TEXT PASSAGE:
- Opening Delimiter -

Anna Peterson

Personal information
- Full name: Anna Michelle Peterson
- Born: 12 September 1990 (age 35) Auckland, New Zealand
- Batting: Right-handed
- Bowling: Right-arm off break
- Role: Bowler

International information
- National side: New Zealand (2012–2020);
- ODI debut (cap 125): 1 March 2012 v England
- Last ODI: 24 February 2019 v Australia
- T20I debut (cap 44): 24 February 2015 v England
- Last T20I: 2 March 2020 v Australia

Domestic team information
- 2007/08–2013/14: Northern Districts (squad no. 52)
- 2014/15–2021/22: Auckland (squad no. 2)

- Closing Delimiter -

DATA EXTRACTS:
- Opening Delimiter -

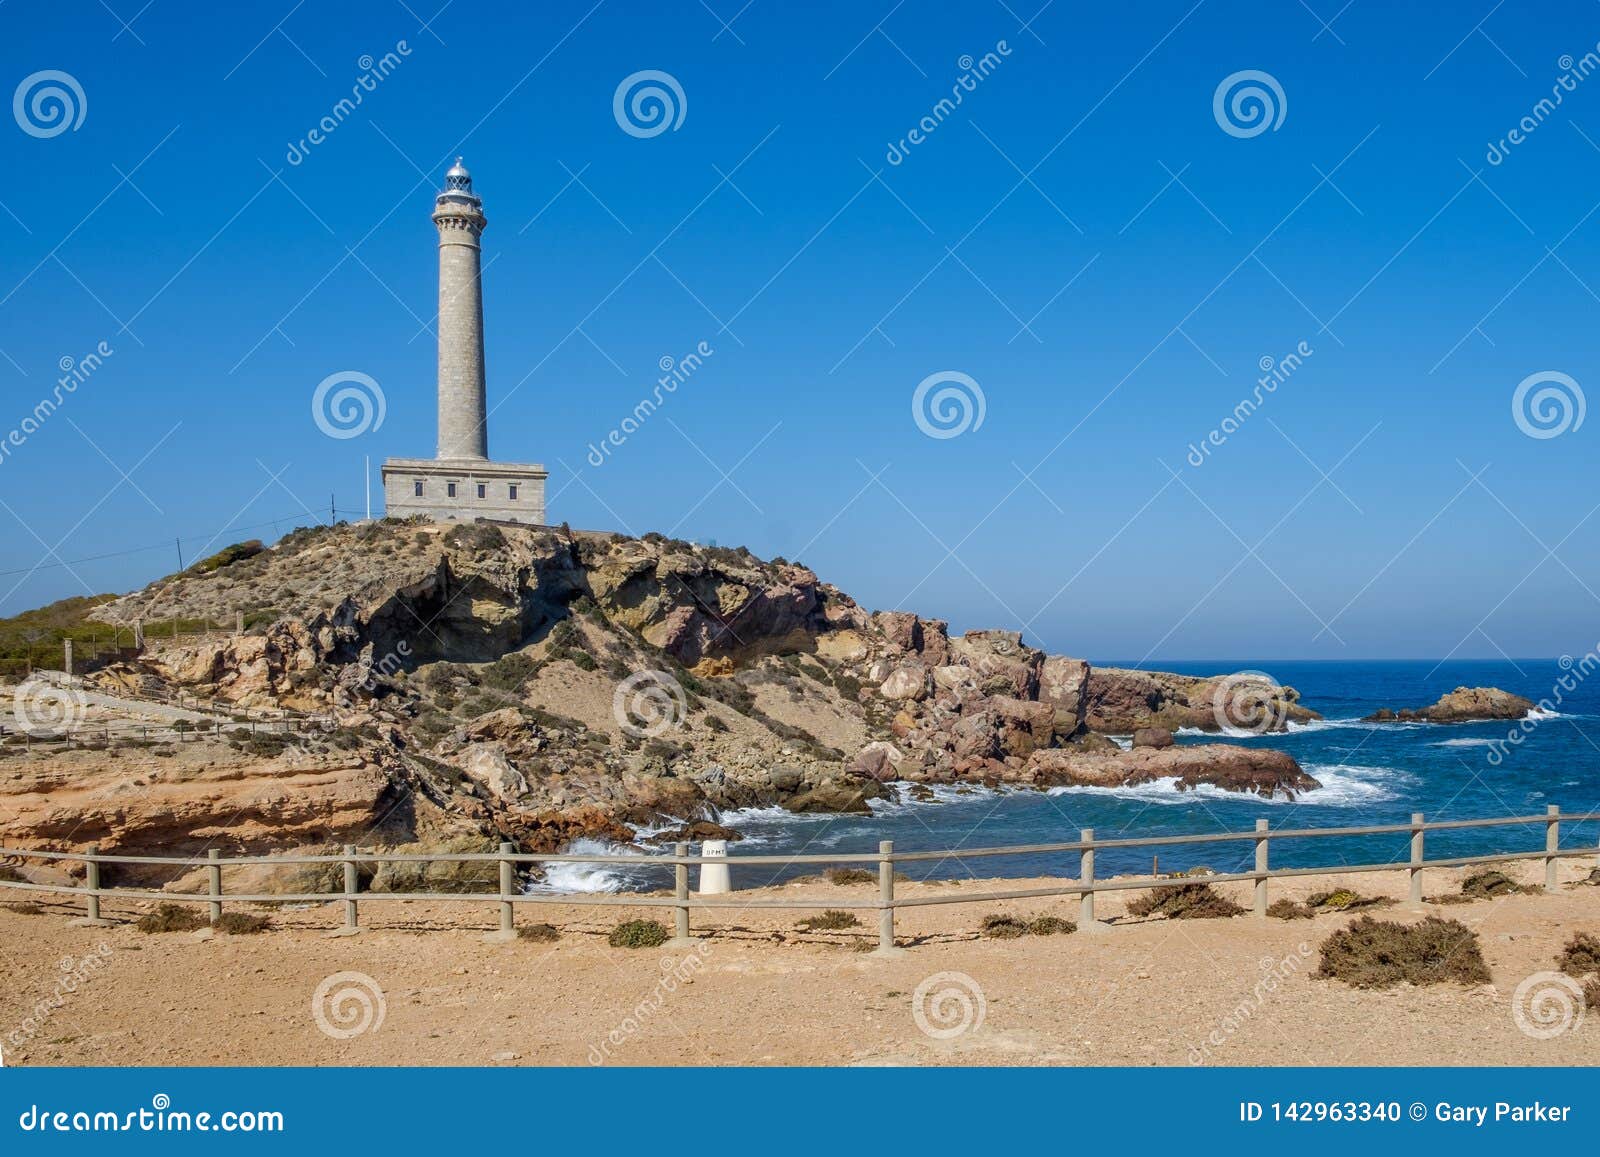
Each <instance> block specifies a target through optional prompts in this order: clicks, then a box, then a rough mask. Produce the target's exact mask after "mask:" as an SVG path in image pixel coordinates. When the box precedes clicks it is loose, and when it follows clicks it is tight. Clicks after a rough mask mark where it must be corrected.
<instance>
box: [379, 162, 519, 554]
mask: <svg viewBox="0 0 1600 1157" xmlns="http://www.w3.org/2000/svg"><path fill="white" fill-rule="evenodd" d="M434 226H435V227H437V229H438V450H437V454H435V456H434V458H390V459H387V461H386V462H384V467H382V478H384V506H386V512H387V514H389V515H390V517H397V518H406V517H413V515H424V517H427V518H434V520H440V522H446V520H469V522H470V520H472V518H493V520H498V522H523V523H533V525H542V523H544V480H546V478H547V477H549V472H547V470H546V469H544V467H542V466H539V464H534V462H496V461H491V459H490V427H488V390H486V373H485V358H483V267H482V256H480V254H482V238H483V229H485V227H486V226H488V218H486V216H485V214H483V198H482V197H478V195H477V192H474V189H472V173H469V171H467V166H466V165H462V162H461V158H459V157H458V158H456V163H454V165H451V166H450V171H448V173H445V187H443V189H442V190H440V192H438V195H437V197H435V198H434Z"/></svg>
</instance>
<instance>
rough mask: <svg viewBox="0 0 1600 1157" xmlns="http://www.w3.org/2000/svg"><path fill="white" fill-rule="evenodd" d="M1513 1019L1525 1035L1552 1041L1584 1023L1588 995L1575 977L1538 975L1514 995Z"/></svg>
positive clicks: (1520, 986)
mask: <svg viewBox="0 0 1600 1157" xmlns="http://www.w3.org/2000/svg"><path fill="white" fill-rule="evenodd" d="M1510 1018H1512V1019H1514V1021H1517V1027H1518V1029H1522V1034H1523V1035H1526V1037H1533V1039H1534V1040H1550V1039H1552V1037H1558V1035H1562V1034H1563V1032H1571V1031H1573V1029H1576V1027H1579V1026H1581V1024H1582V1023H1584V991H1582V989H1581V987H1579V986H1578V981H1574V979H1573V978H1571V976H1565V975H1562V973H1534V975H1533V976H1530V978H1528V979H1525V981H1523V983H1522V984H1518V986H1517V992H1515V994H1512V999H1510Z"/></svg>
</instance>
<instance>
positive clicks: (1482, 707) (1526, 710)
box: [1363, 687, 1534, 723]
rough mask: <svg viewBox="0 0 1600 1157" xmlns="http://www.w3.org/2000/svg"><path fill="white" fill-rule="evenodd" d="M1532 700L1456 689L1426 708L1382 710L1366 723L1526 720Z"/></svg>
mask: <svg viewBox="0 0 1600 1157" xmlns="http://www.w3.org/2000/svg"><path fill="white" fill-rule="evenodd" d="M1533 707H1534V704H1533V699H1525V698H1523V696H1520V695H1512V693H1510V691H1502V690H1499V688H1498V687H1458V688H1456V690H1454V691H1450V693H1446V695H1442V696H1440V698H1438V703H1435V704H1432V706H1429V707H1416V709H1410V707H1403V709H1400V711H1390V709H1389V707H1384V709H1382V711H1379V712H1374V714H1371V715H1368V717H1366V719H1365V720H1363V722H1366V723H1395V722H1400V723H1470V722H1474V720H1496V719H1525V717H1526V714H1528V712H1530V711H1533Z"/></svg>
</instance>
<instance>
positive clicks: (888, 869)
mask: <svg viewBox="0 0 1600 1157" xmlns="http://www.w3.org/2000/svg"><path fill="white" fill-rule="evenodd" d="M1563 821H1566V823H1586V821H1600V811H1590V813H1576V815H1574V813H1566V815H1563V813H1562V810H1560V808H1558V807H1555V805H1550V807H1549V808H1547V810H1546V811H1544V813H1542V815H1531V816H1506V818H1490V819H1445V821H1432V823H1427V821H1424V819H1422V813H1421V811H1418V813H1413V816H1411V823H1408V824H1370V826H1365V827H1299V829H1277V831H1274V829H1272V827H1269V824H1267V821H1266V819H1258V821H1256V827H1254V831H1248V832H1208V834H1198V835H1155V837H1134V839H1114V840H1101V839H1096V837H1094V829H1093V827H1085V829H1083V831H1082V832H1080V835H1078V839H1077V840H1074V842H1070V843H1027V845H1011V847H998V848H952V850H949V851H894V843H893V840H883V842H882V843H878V850H877V853H870V851H862V853H829V855H797V856H782V855H774V856H691V855H690V853H688V843H677V845H674V851H672V855H670V856H650V855H622V853H595V855H589V853H547V855H542V853H523V851H517V850H515V845H512V843H501V847H499V851H498V853H494V851H485V853H440V855H398V853H386V851H365V850H362V848H357V847H355V845H346V848H344V851H342V853H339V855H320V856H227V858H224V856H222V855H221V853H219V851H218V850H216V848H211V850H210V853H208V855H206V858H205V859H198V858H189V859H184V858H174V856H106V855H101V853H99V850H98V848H94V847H90V848H88V850H86V851H38V850H27V848H3V847H0V856H5V858H8V859H11V861H22V859H48V861H74V863H82V864H85V875H83V883H82V885H75V887H67V885H46V883H26V882H21V880H5V879H0V888H11V890H19V891H34V893H66V895H72V896H82V898H83V904H85V912H86V917H85V919H86V922H88V923H110V922H109V920H102V919H101V899H102V898H106V896H112V898H117V899H141V901H178V903H198V904H206V906H208V909H210V917H211V922H213V923H214V922H216V920H218V919H221V915H222V904H224V903H235V904H243V903H251V904H285V903H290V904H294V903H306V904H325V903H333V901H342V904H344V925H342V927H341V928H339V931H342V933H346V935H354V933H357V931H360V919H358V917H360V904H371V903H382V901H397V899H424V901H464V903H477V904H482V903H486V901H488V903H494V904H496V907H498V911H499V931H498V933H491V936H496V938H504V939H509V938H512V936H515V911H517V904H574V906H622V907H670V909H672V911H674V925H675V933H677V943H678V944H688V943H690V909H696V907H699V909H792V911H814V909H861V911H875V912H877V914H878V947H877V951H878V952H880V954H885V955H888V954H898V952H901V949H898V947H896V946H894V912H896V911H898V909H902V907H925V906H931V904H978V903H990V901H998V899H1037V898H1048V896H1078V904H1080V927H1082V928H1083V930H1096V928H1104V927H1106V925H1102V923H1101V922H1098V920H1096V919H1094V896H1096V895H1098V893H1102V891H1130V890H1152V888H1163V887H1165V888H1171V887H1176V883H1179V882H1181V880H1174V879H1173V877H1155V875H1134V877H1115V879H1099V877H1096V874H1094V853H1096V851H1104V850H1114V848H1115V850H1125V848H1170V847H1182V845H1197V843H1251V845H1253V847H1254V867H1253V869H1251V871H1248V872H1221V874H1210V875H1203V877H1194V879H1192V880H1189V882H1195V880H1203V882H1205V883H1234V882H1251V883H1253V885H1254V907H1253V915H1254V917H1256V919H1266V915H1267V888H1269V882H1270V880H1283V879H1291V877H1309V875H1347V874H1350V872H1392V871H1406V872H1408V875H1410V903H1411V904H1421V903H1422V871H1424V869H1429V867H1466V866H1480V864H1502V863H1512V861H1522V859H1542V861H1544V890H1546V891H1554V890H1555V887H1557V872H1555V866H1557V863H1558V861H1560V859H1566V858H1576V856H1597V855H1600V848H1594V847H1587V848H1562V823H1563ZM1517 824H1542V826H1544V847H1542V848H1539V850H1533V851H1506V853H1488V855H1472V856H1453V858H1445V859H1427V858H1426V855H1424V847H1426V837H1427V832H1448V831H1464V829H1472V827H1507V826H1517ZM1355 835H1410V840H1411V855H1410V859H1405V861H1389V863H1381V864H1341V866H1336V867H1272V866H1270V847H1272V843H1274V842H1282V840H1318V839H1336V837H1355ZM1070 853H1077V855H1078V875H1077V877H1075V879H1072V877H1064V879H1062V880H1061V882H1059V883H1053V885H1048V887H1040V888H1000V890H994V888H984V890H966V888H963V890H960V891H957V893H952V895H938V896H896V895H894V867H896V864H914V863H928V861H944V859H960V861H966V859H986V858H994V856H1037V855H1070ZM469 863H490V864H498V867H499V891H498V893H496V891H467V893H459V891H453V893H437V891H435V893H427V891H362V890H360V871H358V869H360V866H362V864H469ZM101 864H158V866H166V867H171V869H178V871H192V869H197V867H205V869H206V885H208V887H206V891H203V893H170V891H152V890H138V888H102V887H101ZM306 864H341V866H342V869H344V891H342V893H338V891H334V893H326V891H322V893H301V895H285V893H259V895H242V893H224V891H222V869H224V867H243V866H272V867H291V866H306ZM518 864H618V866H627V867H670V869H672V871H674V890H672V895H670V896H661V895H642V893H598V895H597V893H525V891H518V888H517V866H518ZM702 864H726V866H728V867H730V871H731V869H738V867H739V866H747V867H755V866H773V867H790V866H795V864H816V866H846V864H877V874H878V896H877V899H861V901H851V899H827V901H822V899H814V898H800V896H797V898H792V899H787V898H781V899H741V898H738V896H734V895H731V893H723V895H712V896H706V895H693V893H691V891H690V867H693V866H702Z"/></svg>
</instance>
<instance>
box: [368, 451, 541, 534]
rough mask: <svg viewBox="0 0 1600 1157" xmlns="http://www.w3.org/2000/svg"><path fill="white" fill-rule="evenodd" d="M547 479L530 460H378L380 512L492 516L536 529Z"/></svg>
mask: <svg viewBox="0 0 1600 1157" xmlns="http://www.w3.org/2000/svg"><path fill="white" fill-rule="evenodd" d="M547 477H550V475H549V472H546V469H544V467H542V466H539V464H536V462H494V461H490V459H486V458H459V459H454V461H451V459H448V458H390V459H387V461H384V510H386V512H387V514H389V517H390V518H411V517H414V515H422V517H426V518H432V520H435V522H450V520H466V522H472V520H474V518H496V520H499V522H526V523H533V525H538V526H542V525H544V480H546V478H547Z"/></svg>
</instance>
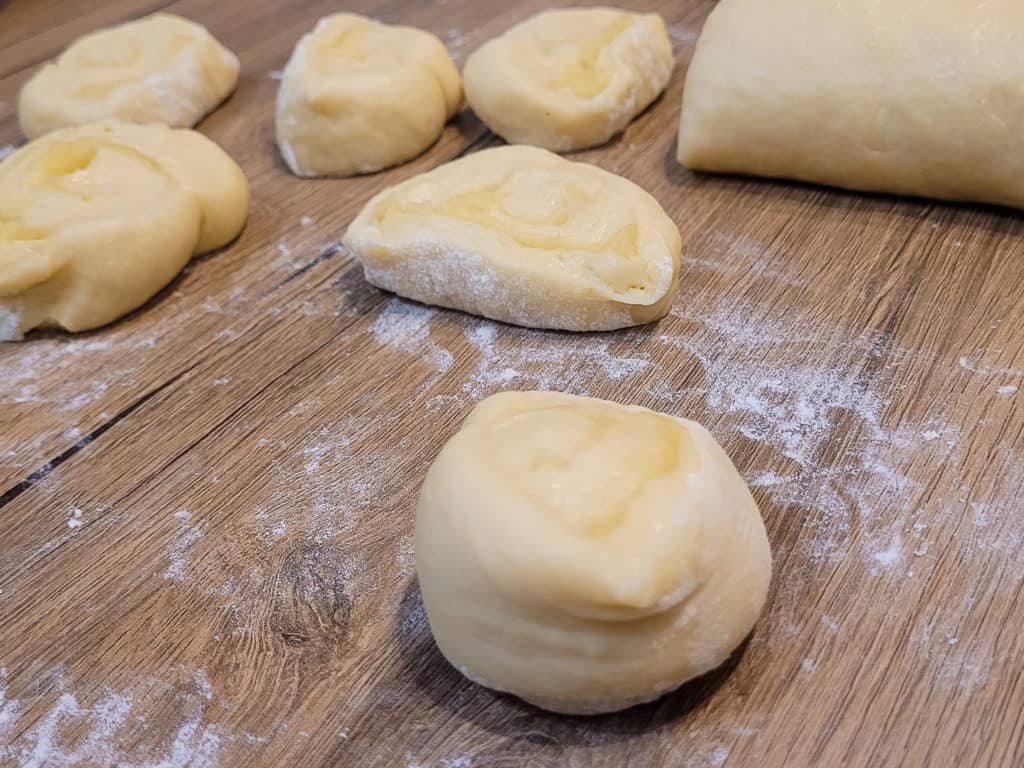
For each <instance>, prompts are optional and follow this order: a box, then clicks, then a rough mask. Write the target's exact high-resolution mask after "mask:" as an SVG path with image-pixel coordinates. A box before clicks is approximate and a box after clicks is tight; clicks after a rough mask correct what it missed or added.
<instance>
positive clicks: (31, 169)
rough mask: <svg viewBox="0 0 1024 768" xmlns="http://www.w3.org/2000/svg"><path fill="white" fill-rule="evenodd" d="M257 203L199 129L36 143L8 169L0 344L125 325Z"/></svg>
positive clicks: (238, 225) (152, 125)
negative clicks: (28, 335) (249, 206)
mask: <svg viewBox="0 0 1024 768" xmlns="http://www.w3.org/2000/svg"><path fill="white" fill-rule="evenodd" d="M248 208H249V186H248V183H247V182H246V178H245V176H244V175H243V173H242V170H241V169H240V168H239V167H238V166H237V165H236V164H234V162H233V161H232V160H231V159H230V158H229V157H227V155H226V154H224V152H223V151H222V150H221V148H220V147H219V146H217V145H216V144H215V143H213V142H212V141H210V140H209V139H208V138H206V137H205V136H203V135H202V134H199V133H196V132H195V131H189V130H173V129H171V128H168V127H166V126H162V125H145V126H142V125H130V124H127V123H115V122H108V123H96V124H92V125H87V126H79V127H77V128H65V129H61V130H58V131H54V132H52V133H48V134H47V135H45V136H44V137H42V138H39V139H36V140H35V141H32V142H30V143H29V144H27V145H26V146H24V147H22V148H20V150H18V151H17V152H15V153H14V154H13V155H11V156H10V157H8V158H7V159H6V160H4V161H3V162H2V163H0V341H9V340H14V339H19V338H20V337H22V335H23V334H25V333H27V332H28V331H31V330H32V329H35V328H48V327H59V328H63V329H67V330H68V331H85V330H88V329H91V328H97V327H99V326H103V325H105V324H108V323H111V322H112V321H114V319H117V318H118V317H120V316H122V315H123V314H125V313H127V312H129V311H131V310H132V309H135V308H136V307H138V306H140V305H141V304H143V303H144V302H145V301H146V300H147V299H148V298H150V297H152V296H153V295H154V294H156V293H157V292H158V291H160V290H161V289H162V288H163V287H164V286H166V285H167V284H168V283H170V282H171V280H173V279H174V276H175V275H176V274H177V273H178V272H179V271H180V270H181V268H182V267H183V266H184V265H185V264H186V263H187V262H188V260H189V259H190V258H191V256H193V255H194V254H196V253H201V252H204V251H209V250H212V249H214V248H219V247H220V246H222V245H224V244H226V243H227V242H228V241H230V240H231V239H233V238H234V237H236V236H237V234H238V233H239V231H241V229H242V226H243V224H244V223H245V219H246V213H247V211H248Z"/></svg>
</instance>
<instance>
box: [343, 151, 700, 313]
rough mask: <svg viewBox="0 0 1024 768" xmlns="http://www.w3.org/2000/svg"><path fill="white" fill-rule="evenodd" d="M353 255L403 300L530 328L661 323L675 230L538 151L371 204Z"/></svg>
mask: <svg viewBox="0 0 1024 768" xmlns="http://www.w3.org/2000/svg"><path fill="white" fill-rule="evenodd" d="M343 242H344V244H345V246H346V248H347V249H348V250H349V251H350V252H351V253H352V255H353V256H355V258H357V259H358V260H359V261H360V262H361V263H362V266H364V269H365V271H366V275H367V280H368V281H369V282H370V283H372V284H374V285H375V286H378V287H380V288H383V289H385V290H388V291H392V292H394V293H396V294H398V295H400V296H404V297H407V298H411V299H415V300H417V301H421V302H424V303H427V304H436V305H439V306H445V307H452V308H455V309H461V310H463V311H466V312H472V313H474V314H480V315H483V316H486V317H492V318H494V319H499V321H503V322H506V323H513V324H516V325H520V326H528V327H532V328H550V329H560V330H566V331H602V330H611V329H615V328H625V327H627V326H635V325H642V324H644V323H650V322H651V321H654V319H657V318H658V317H662V316H663V315H664V314H665V313H666V312H667V311H668V310H669V307H670V306H671V304H672V299H673V298H674V296H675V294H676V291H677V289H678V282H679V253H680V237H679V230H678V228H677V227H676V225H675V224H674V223H673V221H672V220H671V219H670V218H669V217H668V216H667V215H666V213H665V211H664V210H662V207H660V206H659V205H658V204H657V202H656V201H655V200H654V199H653V198H651V197H650V196H649V195H647V193H645V191H644V190H643V189H641V188H640V187H638V186H637V185H636V184H634V183H632V182H631V181H628V180H626V179H624V178H622V177H620V176H616V175H614V174H612V173H608V172H607V171H603V170H601V169H600V168H597V167H595V166H593V165H589V164H586V163H572V162H569V161H567V160H564V159H563V158H560V157H558V156H557V155H554V154H552V153H550V152H547V151H545V150H539V148H537V147H532V146H501V147H497V148H494V150H484V151H482V152H478V153H475V154H473V155H469V156H468V157H465V158H461V159H460V160H457V161H454V162H452V163H447V164H445V165H443V166H440V167H439V168H436V169H434V170H432V171H430V172H428V173H424V174H421V175H419V176H416V177H414V178H412V179H410V180H408V181H406V182H403V183H401V184H398V185H397V186H394V187H391V188H389V189H385V190H384V191H382V193H380V194H379V195H377V196H376V197H375V198H373V199H372V200H371V201H370V202H369V203H368V204H367V206H366V207H365V208H364V209H362V211H361V212H360V213H359V215H358V216H357V217H356V219H355V220H354V221H353V222H352V224H351V225H350V226H349V227H348V230H347V231H346V233H345V237H344V241H343Z"/></svg>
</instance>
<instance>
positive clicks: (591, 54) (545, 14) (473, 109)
mask: <svg viewBox="0 0 1024 768" xmlns="http://www.w3.org/2000/svg"><path fill="white" fill-rule="evenodd" d="M674 66H675V56H674V55H673V52H672V43H671V42H670V41H669V36H668V33H667V32H666V29H665V22H664V20H663V19H662V17H660V16H659V15H657V14H656V13H628V12H626V11H623V10H618V9H616V8H559V9H555V10H547V11H544V12H542V13H538V14H537V15H535V16H531V17H529V18H527V19H526V20H525V22H522V23H520V24H518V25H516V26H515V27H513V28H512V29H510V30H509V31H508V32H506V33H505V34H504V35H502V36H501V37H498V38H495V39H494V40H489V41H487V42H486V43H484V44H483V45H482V46H480V48H479V49H477V50H476V51H474V52H473V54H472V55H470V57H469V58H468V59H466V67H465V69H464V72H463V77H464V78H465V83H466V100H467V101H469V104H470V106H472V108H473V111H474V112H475V113H476V114H477V115H479V116H480V120H482V121H483V122H484V123H486V125H487V127H488V128H490V130H493V131H494V132H495V133H497V134H498V135H500V136H502V137H503V138H504V139H505V140H507V141H509V142H512V143H523V144H535V145H537V146H543V147H545V148H548V150H553V151H555V152H569V151H572V150H583V148H586V147H588V146H596V145H597V144H602V143H604V142H605V141H607V140H608V139H609V138H611V137H612V136H614V135H615V134H616V133H618V132H621V131H622V130H623V129H624V128H626V126H627V125H628V124H629V123H630V121H631V120H633V119H634V118H635V117H636V116H637V115H639V114H640V113H641V112H643V111H644V110H645V109H646V108H647V105H648V104H649V103H650V102H651V101H653V100H654V99H655V98H656V97H657V95H658V94H659V93H660V92H662V91H663V90H664V89H665V87H666V85H667V84H668V82H669V78H670V77H671V76H672V69H673V67H674Z"/></svg>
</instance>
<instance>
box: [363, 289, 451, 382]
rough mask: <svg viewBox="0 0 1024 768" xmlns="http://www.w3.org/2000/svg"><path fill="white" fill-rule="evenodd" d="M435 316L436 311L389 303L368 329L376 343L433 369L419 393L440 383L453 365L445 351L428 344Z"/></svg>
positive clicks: (383, 308)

- Closing Delimiter -

TASK LIST:
1. Using the dates in the Anna Peterson profile, explain in one to three sentences why her time with the New Zealand national side is given as 2012 to 2020.
2. Summarize the Anna Peterson profile in two sentences.
3. In the Anna Peterson profile, rename "squad no." to "shirt no." and give the text between "International information" and "(squad no. 2)", inclusive.

REPLIES:
1. Her first international match was her ODI debut on 1 March 2012 against England. Her last was a T20I on 2 March 2020 against Australia. Those two dates mark the start and end of her international career.

2. Anna Michelle Peterson was born on 12 September 1990 in Auckland, New Zealand, bats right-handed, and bowls right-arm off break, with her role listed as bowler. She played ODIs and T20Is for New Zealand from 2012 to 2020, and at domestic level she played for Northern Districts from 2007/08 to 2013/14 and for Auckland from 2014/15 to 2021/22.

3.
International information
- National side: New Zealand (2012–2020);
- ODI debut (cap 125): 1 March 2012 v England
- Last ODI: 24 February 2019 v Australia
- T20I debut (cap 44): 24 February 2015 v England
- Last T20I: 2 March 2020 v Australia

Domestic team information
- 2007/08–2013/14: Northern Districts (shirt no. 52)
- 2014/15–2021/22: Auckland (shirt no. 2)